- **REQUEST A**:
Set down the part of the press release from "The 80-channel expanded" through "ever told no." word for word.
- **REQUEST B**:
Answer these questions from the press release:
(i) How many days does the festival run?
(ii) What does the master "springboard" template pre-configure?
(iii) Which channels do the Recall Safe and Scope features lock down?
- **REQUEST C**:
Can you sum up the press release in three sentences?

FOR IMMEDIATE RELEASE

Waves Audio LV1 Classic Powers the Savannah Music Festival Across 13 Venues and 61 Artists


— Lead Festival Engineer Brenden Robertson standardizes FOH on five LV1 Classics, while house and touring engineers alike — from a 40-year veteran mixing Lucius to a first-timer running 11 straight shows — call it a game-changer in the field —


Knoxville, TN, May 27, 2026 — For the 2026 edition of the Savannah Music Festival (SMF), Lead Festival Engineer Brenden Robertson made a calculated bet: standardize the entire technical footprint of one of the South's most storied festivals on a single console platform. Five Waves Audio LV1 Classics now cover at least six key mix positions across SMF's primary high-production venues — the Lucas Theatre, the Trustees Theater, and Kehoe Iron Works — with a sixth floating unit deployed as a backup and utility console for pop-up events and A2 roles.

The scale of the undertaking is significant. Brenden oversees technical operations for 61 artists across 13 venues over a 12-day run, personally mixing 11 of 19 artists at his primary posts. It's a logistical puzzle that, in his view, only works with the right foundation under every engineer's hands.

Robertson stated, “In a festival with 13 venues, you can’t afford technical friction. When the LV1 Classic launched, I suspected it was the missing piece for SMF. Getting my hands on the actual console surface for a live mix confirmed that Waves had finally married their processing power with a world-class tactile workflow.”

A Festival-Scale Architecture Built on the LV1
Brenden’s preparation strategy centers on what he calls the BERA Method — a unified console architecture designed to eliminate on-site friction before an engineer ever steps behind the desk. A master “springboard” template pre-configures all bussing, matrix routing, and FX chain construction, so that each incoming engineer’s job is reduced to building the input layer. The LV1 Classic’s Recall Safe and Scope features lock down mission-critical channels — stage talkbacks, MC lines, house music — while per-act Snapshots initialize a clean slate for each guest.

The 80-channel expanded mode proved equally important. SMF’s roots-focused programming — blues, jazz, and acoustic ensembles that demand high transparency and dynamic range — can push channel counts quickly when a marquee act hits the stage. Having that headroom available as a festival-wide standard meant no headliner was ever told no.

- **DATA LISTING**:
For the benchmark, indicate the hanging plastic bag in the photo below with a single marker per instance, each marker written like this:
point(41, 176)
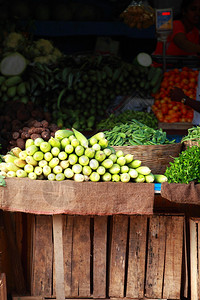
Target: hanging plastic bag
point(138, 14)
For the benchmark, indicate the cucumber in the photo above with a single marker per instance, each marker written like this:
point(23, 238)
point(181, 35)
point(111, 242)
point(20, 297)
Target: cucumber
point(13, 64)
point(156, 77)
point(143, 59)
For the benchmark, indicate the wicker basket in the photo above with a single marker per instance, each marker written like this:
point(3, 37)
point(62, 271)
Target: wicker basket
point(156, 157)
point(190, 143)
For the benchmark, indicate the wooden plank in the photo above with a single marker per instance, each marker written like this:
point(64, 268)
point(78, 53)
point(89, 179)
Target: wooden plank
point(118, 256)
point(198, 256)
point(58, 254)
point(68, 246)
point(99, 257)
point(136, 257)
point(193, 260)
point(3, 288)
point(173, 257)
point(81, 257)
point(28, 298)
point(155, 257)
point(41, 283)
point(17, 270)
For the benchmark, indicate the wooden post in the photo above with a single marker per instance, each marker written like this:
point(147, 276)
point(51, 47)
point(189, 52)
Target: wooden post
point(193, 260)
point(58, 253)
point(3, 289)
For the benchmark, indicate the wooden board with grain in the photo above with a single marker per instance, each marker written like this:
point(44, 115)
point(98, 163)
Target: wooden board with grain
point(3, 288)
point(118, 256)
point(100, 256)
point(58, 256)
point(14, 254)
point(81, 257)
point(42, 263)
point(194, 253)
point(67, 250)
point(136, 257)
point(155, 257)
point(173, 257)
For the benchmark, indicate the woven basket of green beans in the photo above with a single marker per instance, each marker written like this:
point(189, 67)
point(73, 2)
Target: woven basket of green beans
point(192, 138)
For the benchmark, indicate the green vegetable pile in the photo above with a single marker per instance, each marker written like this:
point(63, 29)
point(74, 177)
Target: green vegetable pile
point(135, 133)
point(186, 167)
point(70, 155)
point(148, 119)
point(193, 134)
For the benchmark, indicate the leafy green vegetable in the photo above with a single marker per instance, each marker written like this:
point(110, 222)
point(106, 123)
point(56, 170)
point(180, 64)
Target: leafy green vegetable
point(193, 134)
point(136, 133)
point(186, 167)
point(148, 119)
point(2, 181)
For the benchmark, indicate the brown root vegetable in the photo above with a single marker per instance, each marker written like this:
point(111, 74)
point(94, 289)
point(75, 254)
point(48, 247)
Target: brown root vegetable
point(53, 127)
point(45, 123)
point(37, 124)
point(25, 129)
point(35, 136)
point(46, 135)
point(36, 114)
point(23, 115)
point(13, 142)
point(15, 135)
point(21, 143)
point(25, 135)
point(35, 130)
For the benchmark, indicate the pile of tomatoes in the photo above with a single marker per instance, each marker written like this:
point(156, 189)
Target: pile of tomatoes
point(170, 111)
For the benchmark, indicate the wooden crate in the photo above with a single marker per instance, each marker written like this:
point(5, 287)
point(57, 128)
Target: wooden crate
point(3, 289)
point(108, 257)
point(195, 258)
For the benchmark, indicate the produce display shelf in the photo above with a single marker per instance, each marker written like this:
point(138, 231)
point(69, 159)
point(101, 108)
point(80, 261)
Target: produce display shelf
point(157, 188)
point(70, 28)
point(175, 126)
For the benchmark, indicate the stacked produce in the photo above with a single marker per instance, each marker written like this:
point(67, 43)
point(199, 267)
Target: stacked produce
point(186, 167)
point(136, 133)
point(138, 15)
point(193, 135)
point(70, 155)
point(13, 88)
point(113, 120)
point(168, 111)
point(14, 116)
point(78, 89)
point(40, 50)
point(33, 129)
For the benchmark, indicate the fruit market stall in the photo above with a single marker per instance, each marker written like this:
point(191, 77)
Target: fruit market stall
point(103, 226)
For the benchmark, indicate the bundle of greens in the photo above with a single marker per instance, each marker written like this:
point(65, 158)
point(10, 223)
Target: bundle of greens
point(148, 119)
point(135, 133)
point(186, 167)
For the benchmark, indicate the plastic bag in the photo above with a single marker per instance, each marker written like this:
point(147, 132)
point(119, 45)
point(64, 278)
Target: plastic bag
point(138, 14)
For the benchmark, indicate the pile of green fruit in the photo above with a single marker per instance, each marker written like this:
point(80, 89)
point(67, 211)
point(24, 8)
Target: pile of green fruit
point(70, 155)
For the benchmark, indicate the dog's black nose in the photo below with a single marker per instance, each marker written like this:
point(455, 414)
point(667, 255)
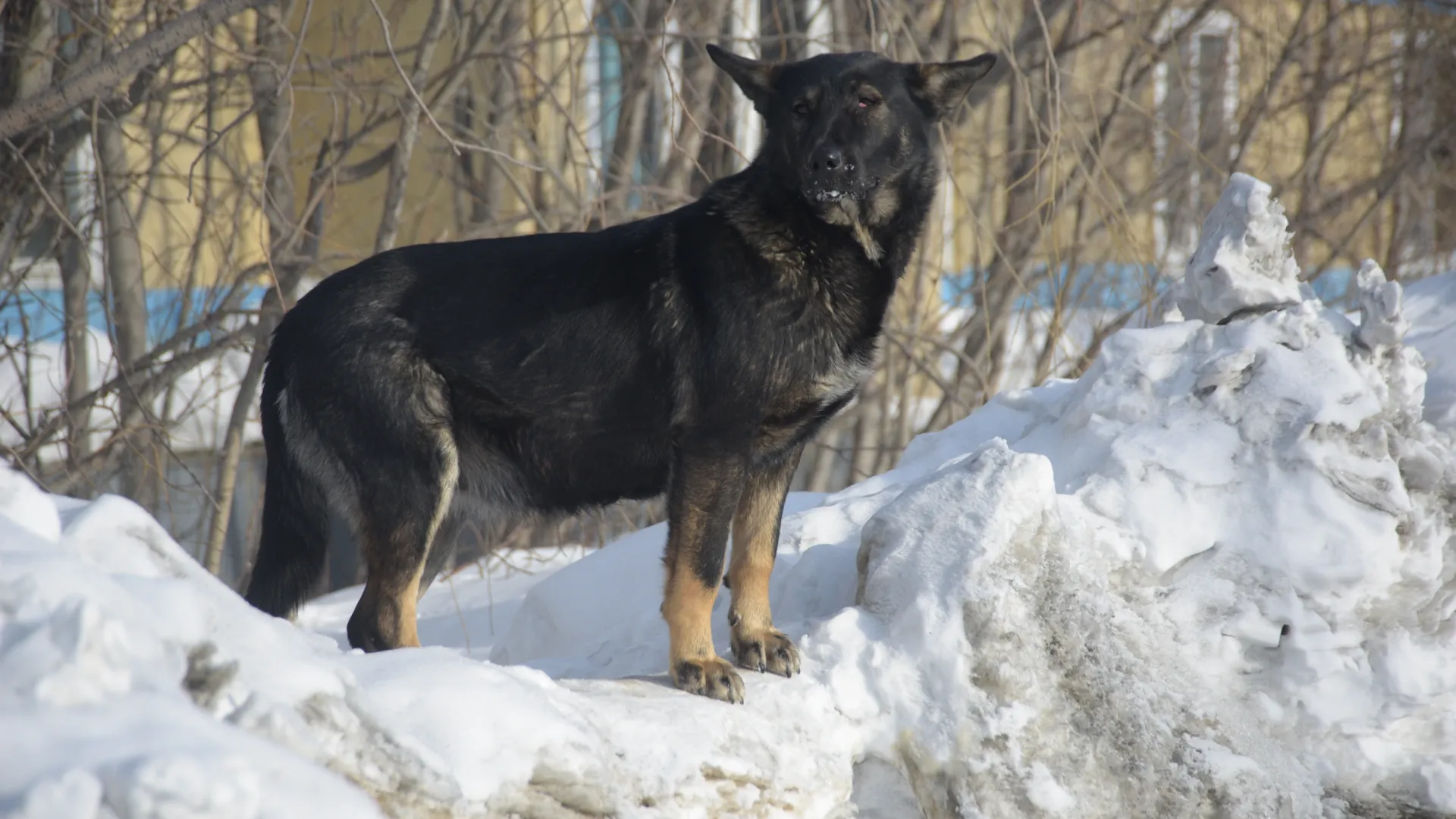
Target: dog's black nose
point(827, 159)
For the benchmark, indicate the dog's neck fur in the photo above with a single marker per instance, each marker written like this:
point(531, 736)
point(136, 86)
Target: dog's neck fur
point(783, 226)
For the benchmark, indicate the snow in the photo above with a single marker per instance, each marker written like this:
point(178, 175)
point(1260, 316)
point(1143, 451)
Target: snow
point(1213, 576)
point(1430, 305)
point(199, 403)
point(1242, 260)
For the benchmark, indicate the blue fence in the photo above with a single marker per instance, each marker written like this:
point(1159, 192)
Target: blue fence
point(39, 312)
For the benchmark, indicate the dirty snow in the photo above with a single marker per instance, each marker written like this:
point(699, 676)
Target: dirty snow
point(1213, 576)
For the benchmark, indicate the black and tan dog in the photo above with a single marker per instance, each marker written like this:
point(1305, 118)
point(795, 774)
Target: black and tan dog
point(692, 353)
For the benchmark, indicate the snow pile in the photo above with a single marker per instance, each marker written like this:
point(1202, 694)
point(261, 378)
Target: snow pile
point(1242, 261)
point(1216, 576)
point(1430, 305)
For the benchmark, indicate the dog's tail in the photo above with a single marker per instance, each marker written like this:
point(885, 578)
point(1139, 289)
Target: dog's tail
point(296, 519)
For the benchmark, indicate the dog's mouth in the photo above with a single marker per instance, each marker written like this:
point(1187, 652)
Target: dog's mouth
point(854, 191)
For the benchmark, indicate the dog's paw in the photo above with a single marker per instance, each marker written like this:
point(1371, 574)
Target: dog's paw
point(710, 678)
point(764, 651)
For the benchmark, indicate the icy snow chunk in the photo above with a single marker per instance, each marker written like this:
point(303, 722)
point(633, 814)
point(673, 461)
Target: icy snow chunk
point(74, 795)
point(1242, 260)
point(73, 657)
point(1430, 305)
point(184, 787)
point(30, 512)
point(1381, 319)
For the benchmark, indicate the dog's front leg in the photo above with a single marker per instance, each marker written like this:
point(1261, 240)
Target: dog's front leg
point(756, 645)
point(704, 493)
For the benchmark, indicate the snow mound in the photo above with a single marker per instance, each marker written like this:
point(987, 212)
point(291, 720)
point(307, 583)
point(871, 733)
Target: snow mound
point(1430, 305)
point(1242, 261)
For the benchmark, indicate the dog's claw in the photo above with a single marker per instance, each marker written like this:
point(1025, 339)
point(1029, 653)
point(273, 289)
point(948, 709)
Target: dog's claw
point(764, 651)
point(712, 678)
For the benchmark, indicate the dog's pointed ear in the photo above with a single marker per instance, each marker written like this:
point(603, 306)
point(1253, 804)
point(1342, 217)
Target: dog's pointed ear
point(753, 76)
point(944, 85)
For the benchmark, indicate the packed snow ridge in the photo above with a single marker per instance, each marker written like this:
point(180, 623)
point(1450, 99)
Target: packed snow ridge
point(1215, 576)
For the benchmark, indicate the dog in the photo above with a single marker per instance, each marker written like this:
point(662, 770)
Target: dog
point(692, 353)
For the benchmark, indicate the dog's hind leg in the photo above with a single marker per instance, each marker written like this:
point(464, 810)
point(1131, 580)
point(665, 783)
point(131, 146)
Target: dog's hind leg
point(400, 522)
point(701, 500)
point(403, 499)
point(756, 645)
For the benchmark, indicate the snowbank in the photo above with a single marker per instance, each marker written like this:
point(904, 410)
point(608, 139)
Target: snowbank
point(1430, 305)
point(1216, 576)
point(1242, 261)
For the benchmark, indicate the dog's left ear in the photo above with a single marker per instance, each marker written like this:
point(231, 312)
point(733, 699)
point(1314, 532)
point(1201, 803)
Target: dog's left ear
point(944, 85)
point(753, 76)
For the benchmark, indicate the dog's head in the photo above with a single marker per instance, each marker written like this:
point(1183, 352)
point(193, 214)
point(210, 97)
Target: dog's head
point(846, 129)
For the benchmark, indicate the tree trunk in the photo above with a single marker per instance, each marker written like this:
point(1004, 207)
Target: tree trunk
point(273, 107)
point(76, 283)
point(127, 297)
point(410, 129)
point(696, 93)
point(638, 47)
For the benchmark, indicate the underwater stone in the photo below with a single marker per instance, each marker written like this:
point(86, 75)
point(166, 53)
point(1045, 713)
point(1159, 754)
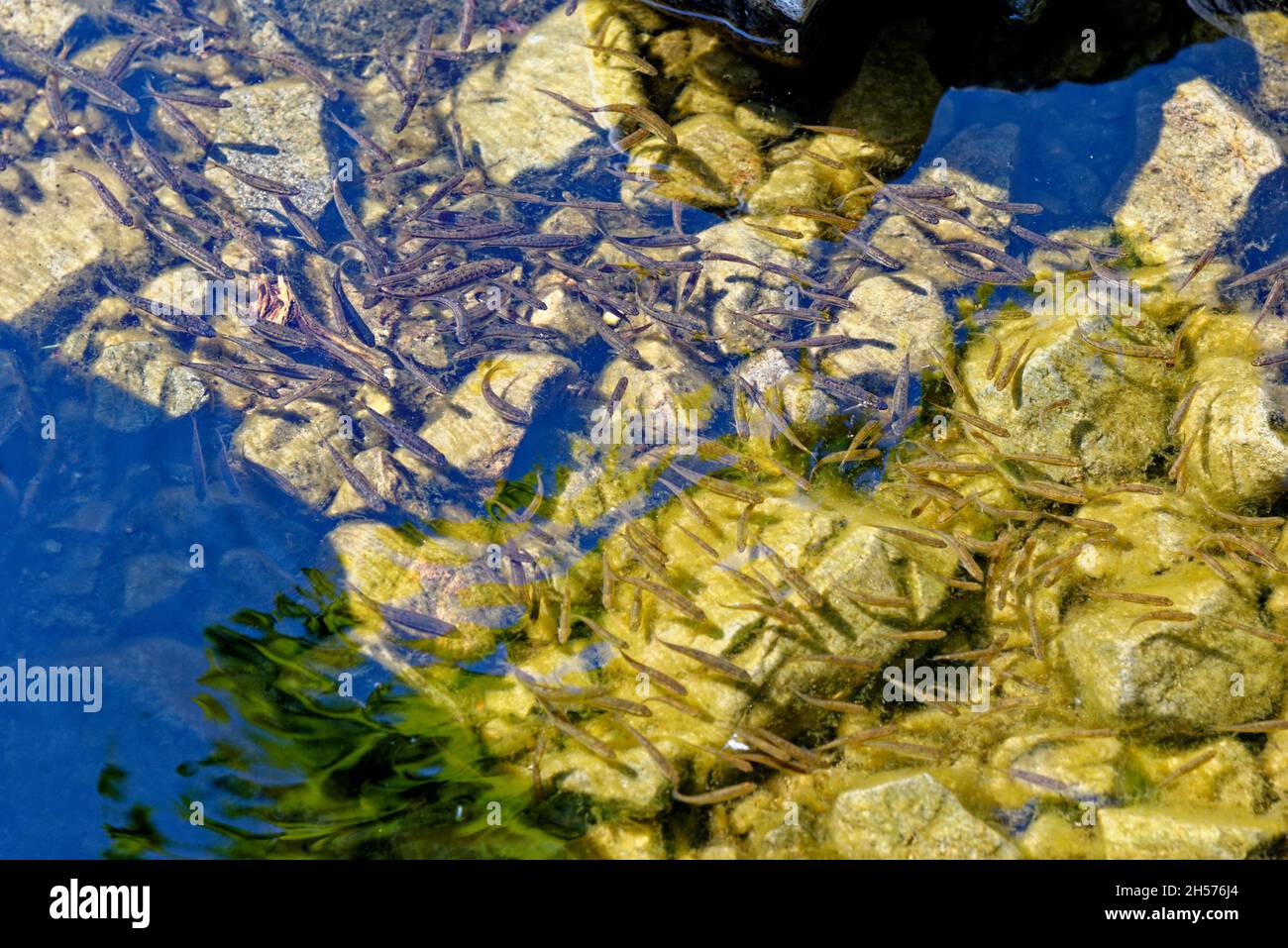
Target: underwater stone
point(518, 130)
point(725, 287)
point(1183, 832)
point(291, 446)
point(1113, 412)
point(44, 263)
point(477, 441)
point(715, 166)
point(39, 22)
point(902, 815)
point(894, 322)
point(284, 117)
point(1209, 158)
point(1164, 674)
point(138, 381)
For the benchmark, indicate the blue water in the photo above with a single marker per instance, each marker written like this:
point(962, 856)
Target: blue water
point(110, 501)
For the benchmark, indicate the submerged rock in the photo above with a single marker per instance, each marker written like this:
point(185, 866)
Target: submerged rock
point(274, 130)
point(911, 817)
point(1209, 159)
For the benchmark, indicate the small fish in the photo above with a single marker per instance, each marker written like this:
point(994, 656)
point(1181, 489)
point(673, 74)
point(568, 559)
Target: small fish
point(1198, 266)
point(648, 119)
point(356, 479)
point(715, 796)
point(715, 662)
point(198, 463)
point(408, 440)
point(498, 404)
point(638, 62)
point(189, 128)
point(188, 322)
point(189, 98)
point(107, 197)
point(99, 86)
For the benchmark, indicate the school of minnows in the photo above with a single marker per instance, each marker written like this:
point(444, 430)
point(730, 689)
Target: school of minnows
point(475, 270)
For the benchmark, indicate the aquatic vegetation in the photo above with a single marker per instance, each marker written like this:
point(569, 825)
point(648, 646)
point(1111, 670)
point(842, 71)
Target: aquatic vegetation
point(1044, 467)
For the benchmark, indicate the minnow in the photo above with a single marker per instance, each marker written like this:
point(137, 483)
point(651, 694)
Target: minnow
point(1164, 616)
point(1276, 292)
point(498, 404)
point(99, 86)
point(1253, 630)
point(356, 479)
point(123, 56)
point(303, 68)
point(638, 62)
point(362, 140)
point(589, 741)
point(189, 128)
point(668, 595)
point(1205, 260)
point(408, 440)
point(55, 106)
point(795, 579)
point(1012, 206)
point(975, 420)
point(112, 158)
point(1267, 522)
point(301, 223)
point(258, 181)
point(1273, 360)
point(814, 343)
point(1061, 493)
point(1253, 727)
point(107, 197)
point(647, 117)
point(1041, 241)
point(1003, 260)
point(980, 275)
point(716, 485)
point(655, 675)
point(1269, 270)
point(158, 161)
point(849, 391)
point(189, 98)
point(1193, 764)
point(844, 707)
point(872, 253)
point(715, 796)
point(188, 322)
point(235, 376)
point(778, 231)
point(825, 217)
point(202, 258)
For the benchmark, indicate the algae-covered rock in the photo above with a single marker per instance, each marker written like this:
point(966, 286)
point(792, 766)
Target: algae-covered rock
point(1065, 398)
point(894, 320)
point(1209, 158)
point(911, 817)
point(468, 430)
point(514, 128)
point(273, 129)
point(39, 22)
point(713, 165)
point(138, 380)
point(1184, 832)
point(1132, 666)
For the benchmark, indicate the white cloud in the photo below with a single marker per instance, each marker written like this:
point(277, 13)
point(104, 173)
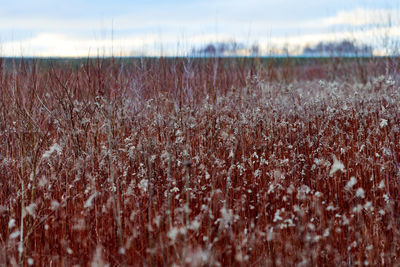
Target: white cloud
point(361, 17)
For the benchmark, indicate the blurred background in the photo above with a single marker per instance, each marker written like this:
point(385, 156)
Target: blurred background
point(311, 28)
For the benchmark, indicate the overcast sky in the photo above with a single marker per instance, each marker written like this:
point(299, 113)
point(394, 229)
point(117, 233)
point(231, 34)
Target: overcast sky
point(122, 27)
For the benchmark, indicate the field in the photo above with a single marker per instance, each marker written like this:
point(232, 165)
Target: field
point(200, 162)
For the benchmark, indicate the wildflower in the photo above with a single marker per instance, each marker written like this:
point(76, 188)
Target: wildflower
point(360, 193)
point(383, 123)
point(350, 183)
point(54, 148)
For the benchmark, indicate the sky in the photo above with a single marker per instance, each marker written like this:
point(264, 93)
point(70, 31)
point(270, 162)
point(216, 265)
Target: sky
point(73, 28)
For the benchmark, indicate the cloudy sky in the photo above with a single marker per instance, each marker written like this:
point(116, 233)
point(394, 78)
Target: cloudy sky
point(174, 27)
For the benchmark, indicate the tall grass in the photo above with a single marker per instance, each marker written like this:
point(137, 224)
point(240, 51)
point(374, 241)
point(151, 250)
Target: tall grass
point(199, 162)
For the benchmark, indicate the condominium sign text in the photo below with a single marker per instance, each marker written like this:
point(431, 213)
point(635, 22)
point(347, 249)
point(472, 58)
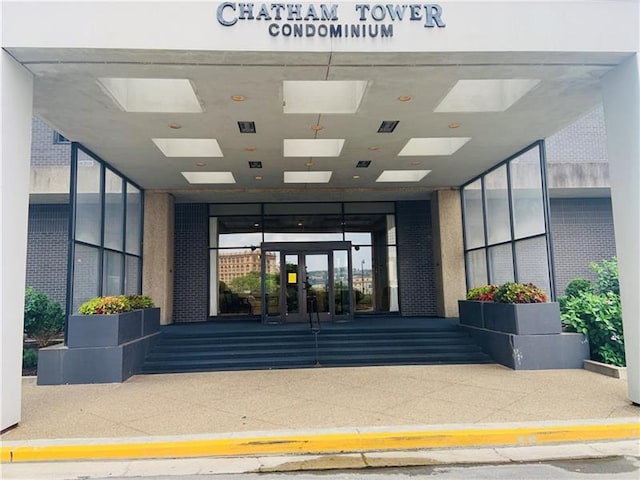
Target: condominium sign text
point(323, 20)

- **SOLUTION A**:
The 80-channel expanded mode proved equally important. SMF’s roots-focused programming — blues, jazz, and acoustic ensembles that demand high transparency and dynamic range — can push channel counts quickly when a marquee act hits the stage. Having that headroom available as a festival-wide standard meant no headliner was ever told no.

- **SOLUTION B**:
(i) 12 days.
(ii) All bussing, matrix routing, and FX chain construction.
(iii) Stage talkbacks, MC lines, and house music.

- **SOLUTION C**:
For the 2026 Savannah Music Festival, Lead Festival Engineer Brenden Robertson standardized the festival's technical footprint on the Waves Audio LV1 Classic, with five consoles covering at least six key mix positions across its primary high-production venues. Robertson oversees technical operations for 61 artists across 13 venues over a 12-day run and personally mixes 11 of 19 artists at his primary posts. His BERA Method relies on a master template, Recall Safe and Scope, and per-act Snapshots to cut on-site friction, while the console's 80-channel expanded mode gives headroom for large acts.